(Stored entries)
:::::

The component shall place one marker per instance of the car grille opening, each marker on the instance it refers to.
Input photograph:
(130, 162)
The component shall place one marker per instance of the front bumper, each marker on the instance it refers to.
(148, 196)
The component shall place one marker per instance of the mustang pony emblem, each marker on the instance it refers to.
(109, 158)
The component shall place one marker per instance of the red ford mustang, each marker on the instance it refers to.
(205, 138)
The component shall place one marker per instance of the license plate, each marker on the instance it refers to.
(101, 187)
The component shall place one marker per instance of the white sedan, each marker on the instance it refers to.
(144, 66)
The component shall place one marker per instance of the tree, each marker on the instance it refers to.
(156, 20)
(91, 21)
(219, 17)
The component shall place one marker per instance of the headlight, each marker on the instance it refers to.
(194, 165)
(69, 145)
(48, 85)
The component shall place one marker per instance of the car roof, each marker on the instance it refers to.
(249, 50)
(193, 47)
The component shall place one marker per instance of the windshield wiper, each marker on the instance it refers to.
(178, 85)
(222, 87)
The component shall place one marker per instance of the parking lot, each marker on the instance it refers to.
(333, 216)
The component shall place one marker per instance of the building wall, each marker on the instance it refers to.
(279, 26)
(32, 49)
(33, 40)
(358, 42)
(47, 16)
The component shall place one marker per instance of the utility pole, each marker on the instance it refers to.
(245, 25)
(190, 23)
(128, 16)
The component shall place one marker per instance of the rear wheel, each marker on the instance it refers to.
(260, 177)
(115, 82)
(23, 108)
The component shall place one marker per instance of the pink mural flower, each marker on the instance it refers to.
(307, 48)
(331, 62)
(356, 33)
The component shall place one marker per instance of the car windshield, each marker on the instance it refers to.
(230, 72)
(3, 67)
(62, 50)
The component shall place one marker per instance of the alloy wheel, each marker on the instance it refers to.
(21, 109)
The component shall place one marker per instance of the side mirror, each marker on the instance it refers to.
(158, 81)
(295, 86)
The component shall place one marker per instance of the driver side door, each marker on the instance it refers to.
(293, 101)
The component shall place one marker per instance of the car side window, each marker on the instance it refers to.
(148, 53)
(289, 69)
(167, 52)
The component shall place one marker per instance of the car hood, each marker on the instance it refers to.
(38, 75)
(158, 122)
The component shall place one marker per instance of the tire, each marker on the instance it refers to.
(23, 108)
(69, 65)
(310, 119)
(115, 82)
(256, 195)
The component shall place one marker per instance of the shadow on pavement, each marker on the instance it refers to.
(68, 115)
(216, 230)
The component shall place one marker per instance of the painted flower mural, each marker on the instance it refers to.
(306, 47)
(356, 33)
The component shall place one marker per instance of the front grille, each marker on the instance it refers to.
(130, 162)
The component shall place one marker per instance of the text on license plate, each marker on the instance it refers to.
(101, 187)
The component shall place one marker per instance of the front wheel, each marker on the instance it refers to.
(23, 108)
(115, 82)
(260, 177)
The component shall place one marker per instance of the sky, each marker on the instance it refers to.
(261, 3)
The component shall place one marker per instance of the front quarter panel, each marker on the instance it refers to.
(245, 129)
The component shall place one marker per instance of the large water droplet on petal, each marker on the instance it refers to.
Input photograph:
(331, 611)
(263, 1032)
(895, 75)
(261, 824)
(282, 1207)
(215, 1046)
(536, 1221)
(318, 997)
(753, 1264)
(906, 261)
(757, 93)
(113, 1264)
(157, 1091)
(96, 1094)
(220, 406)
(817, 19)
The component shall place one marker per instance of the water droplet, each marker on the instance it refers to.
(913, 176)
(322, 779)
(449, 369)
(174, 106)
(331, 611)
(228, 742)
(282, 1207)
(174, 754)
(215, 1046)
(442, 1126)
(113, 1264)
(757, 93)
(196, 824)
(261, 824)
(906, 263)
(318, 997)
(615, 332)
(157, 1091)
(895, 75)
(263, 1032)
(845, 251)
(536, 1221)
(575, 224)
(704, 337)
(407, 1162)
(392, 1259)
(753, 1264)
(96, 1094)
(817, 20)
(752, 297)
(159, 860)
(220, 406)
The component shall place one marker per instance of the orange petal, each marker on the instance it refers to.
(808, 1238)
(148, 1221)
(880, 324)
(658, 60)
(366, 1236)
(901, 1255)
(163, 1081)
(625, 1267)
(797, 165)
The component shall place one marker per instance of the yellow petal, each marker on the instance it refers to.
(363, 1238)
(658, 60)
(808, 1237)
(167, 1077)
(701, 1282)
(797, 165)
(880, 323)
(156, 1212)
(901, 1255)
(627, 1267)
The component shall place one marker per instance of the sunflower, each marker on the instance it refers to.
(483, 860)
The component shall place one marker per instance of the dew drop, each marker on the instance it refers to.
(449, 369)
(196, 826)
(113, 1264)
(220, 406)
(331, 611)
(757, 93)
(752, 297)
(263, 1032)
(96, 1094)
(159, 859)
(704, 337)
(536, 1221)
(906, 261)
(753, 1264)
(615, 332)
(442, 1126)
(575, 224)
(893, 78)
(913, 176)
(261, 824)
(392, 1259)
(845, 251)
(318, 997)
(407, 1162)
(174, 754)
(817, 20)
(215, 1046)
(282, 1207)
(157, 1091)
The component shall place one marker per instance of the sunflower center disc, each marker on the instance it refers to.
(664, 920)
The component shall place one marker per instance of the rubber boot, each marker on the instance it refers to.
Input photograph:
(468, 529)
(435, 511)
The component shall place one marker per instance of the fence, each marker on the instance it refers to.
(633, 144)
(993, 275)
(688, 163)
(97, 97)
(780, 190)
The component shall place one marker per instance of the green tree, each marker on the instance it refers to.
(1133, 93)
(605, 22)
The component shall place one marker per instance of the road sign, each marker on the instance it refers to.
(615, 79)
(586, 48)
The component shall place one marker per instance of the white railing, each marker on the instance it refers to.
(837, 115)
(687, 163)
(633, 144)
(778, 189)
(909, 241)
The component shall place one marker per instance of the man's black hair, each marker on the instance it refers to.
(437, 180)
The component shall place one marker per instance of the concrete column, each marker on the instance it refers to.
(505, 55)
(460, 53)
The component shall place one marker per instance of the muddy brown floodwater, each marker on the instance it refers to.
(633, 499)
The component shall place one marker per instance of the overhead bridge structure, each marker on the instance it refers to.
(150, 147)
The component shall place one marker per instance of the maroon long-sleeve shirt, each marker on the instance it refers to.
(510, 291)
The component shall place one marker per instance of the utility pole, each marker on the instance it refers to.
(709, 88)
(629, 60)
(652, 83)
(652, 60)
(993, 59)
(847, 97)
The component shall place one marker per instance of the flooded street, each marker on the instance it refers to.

:::::

Whatever appears in the records must be returned exactly.

The component shall place one marker per instance of the car grille opening, each marker on the instance it refers to.
Input photograph:
(130, 162)
The component shall place one marker per instance of the front bumper, each marker on the instance it refers to.
(148, 196)
The component shall place one marker per instance of the mustang pony emblem, each marker on the instance it refers to.
(109, 158)
The component shall place one marker per instance of the red ford mustang, each marker on the instance it refers to.
(205, 138)
The component shall place one marker per instance of the license plate, each marker on the instance it refers to.
(101, 187)
The component shall place one marker per instance of the white sedan, each marker on the instance it refers to.
(144, 66)
The component shall place one marker per instance of the tree, each marker on the instance it refers to.
(156, 20)
(91, 21)
(219, 17)
The component shall place one marker per instance of the headlight, each marker on the instance it refers to.
(194, 165)
(69, 145)
(48, 85)
The component shall place one marker per instance of the car roof, each marker on the instance it refers to.
(249, 50)
(193, 47)
The component shall place one marker per instance of the windshield wiper, each marker on the instance it refers to.
(178, 85)
(222, 87)
The component shall place one marker per instance of the parking lot, each marker on the instance it refers to.
(333, 216)
The component shall place one marker per instance of the building wall, each marker on the instance it refers to.
(279, 26)
(32, 49)
(33, 40)
(358, 42)
(47, 16)
The component shall place one marker per instance of the utility pole, each marker on the instance it refers to.
(245, 25)
(190, 23)
(128, 16)
The component shall place one marker per instance of the rear wheel, each marker on the instance it refers to.
(260, 177)
(115, 82)
(23, 108)
The component shall place one marker per instance of the pink mural flower, each marker on the instance it refers to.
(307, 48)
(331, 62)
(356, 33)
The component shall place one marker per instance of the car windshield, each marker on the instance it refers to.
(230, 72)
(3, 67)
(62, 50)
The component shall place one marker per instance of the alloy wheel, each marker on the instance it refers to.
(21, 109)
The component shall place one marker per instance of the side mirror, each marker on the instance it refers to.
(158, 81)
(295, 86)
The component shall place one marker per instance of the driver side door, each marker on the instance it refers to.
(293, 101)
The component shall place one marker per instance of the car side window, each marker on the instance it refers to.
(148, 53)
(289, 69)
(167, 52)
The component shall place one marker per instance of the car hood, each marker on the instance it refers to.
(38, 75)
(158, 122)
The component shall place one marker per instance of the tire, each marker on the instance it refers to.
(23, 108)
(69, 65)
(310, 119)
(115, 82)
(256, 195)
The component shall place one marker per instance of the shadow on pavement, each marker on the instance it refers to.
(68, 115)
(216, 230)
The component shall place one marker per instance of the painted flower mural, each marker on the instance it refers to.
(306, 47)
(356, 33)
The component shall place one marker per instance of the front grille, each marker on the instance it refers to.
(130, 162)
The component shall place one marker per instance of the text on license plate, each marker on the instance it refers to.
(101, 187)
The component shall place one marker per instance of the front wheel, each marker on the instance it refers to.
(23, 108)
(115, 82)
(260, 177)
The component shall place one marker per instance of the sky, each marker on the instance it refers to.
(261, 3)
The component shall place one marker per instance of the front quarter panel, each marker on the instance it refers to.
(245, 129)
The component shall place one marker per instance of the large water droplet on petal, each marker on the instance it refers to.
Input photograph:
(331, 611)
(263, 1032)
(895, 75)
(261, 824)
(282, 1207)
(215, 1046)
(536, 1221)
(318, 997)
(753, 1264)
(906, 261)
(757, 93)
(113, 1264)
(157, 1091)
(96, 1094)
(220, 406)
(817, 19)
The component shall place one marker per instance of the water droplet, each marker on the instance it refers to.
(913, 176)
(322, 779)
(449, 369)
(174, 106)
(331, 611)
(228, 742)
(282, 1207)
(174, 754)
(215, 1046)
(442, 1126)
(113, 1264)
(757, 93)
(196, 824)
(261, 824)
(906, 263)
(318, 997)
(615, 332)
(157, 1091)
(895, 75)
(263, 1032)
(845, 251)
(536, 1221)
(575, 224)
(704, 337)
(407, 1162)
(392, 1259)
(753, 1264)
(96, 1094)
(817, 20)
(752, 297)
(159, 860)
(220, 406)
The component shall place one marker per instance of the orange petal, each marker on the instance it refers to.
(808, 1238)
(148, 1221)
(880, 324)
(658, 60)
(366, 1236)
(901, 1255)
(163, 1081)
(625, 1267)
(797, 165)
The component shall place one marker per instance of the yellow petal, each marker on the instance it refers to.
(363, 1238)
(658, 60)
(808, 1237)
(167, 1077)
(701, 1282)
(797, 165)
(880, 323)
(156, 1212)
(901, 1255)
(627, 1267)
The component shall place one marker per instance of the sunflower, each marker on the instance it refers to.
(483, 860)
The component shall place one marker per instance of the dew drop, each marker on the instance it refers to.
(449, 369)
(196, 826)
(113, 1264)
(220, 406)
(331, 611)
(757, 93)
(752, 297)
(263, 1032)
(96, 1094)
(159, 859)
(704, 337)
(536, 1221)
(906, 261)
(753, 1264)
(615, 332)
(442, 1126)
(575, 224)
(893, 78)
(913, 176)
(261, 824)
(392, 1259)
(845, 251)
(318, 997)
(407, 1162)
(174, 754)
(817, 20)
(215, 1046)
(282, 1207)
(157, 1091)
The component shall place one marker per instance of the sunflower center disc, each marker on the instance it refers to.
(664, 920)
The component shall place one marker per instance of the rubber boot, each marker on the instance it refers to.
Input photograph:
(468, 529)
(435, 511)
The component shall place one marker per instance of the fence, each marker on the instance it refers to.
(633, 144)
(993, 275)
(688, 163)
(97, 97)
(780, 190)
The component shall place one marker per instance of the green tree, each marker on the instance it refers to.
(1133, 93)
(605, 22)
The component shall place one marker per instance of the road sign, each marker on the instance it refers to.
(615, 79)
(586, 48)
The component shall place one marker per instance of the white railing, each marker on the instance it refers to.
(837, 115)
(687, 163)
(633, 144)
(778, 189)
(909, 241)
The component shall place one marker per instance of the man's black hair, each marker on the instance it refers to.
(437, 180)
The component shall place one marker per instance of the concrete column, each marker on the instance it refers to.
(505, 55)
(460, 53)
The component shall place one marker per instance of the muddy brown floodwater, each marker on the instance it refers to.
(633, 499)
The component shall place one marker per instance of the overhead bridge structure, each marker on the instance it refers to.
(150, 147)
The component shall place one marker per instance of the maroon long-sleeve shirt, each marker on the instance it refers to.
(510, 291)
The component shall place one marker per instance of the utility pole, each marker on the instance it refers to.
(709, 88)
(629, 60)
(652, 83)
(652, 60)
(993, 59)
(847, 97)
The component shall place one marker per instance of the flooded street, each marker on the instance it refers to.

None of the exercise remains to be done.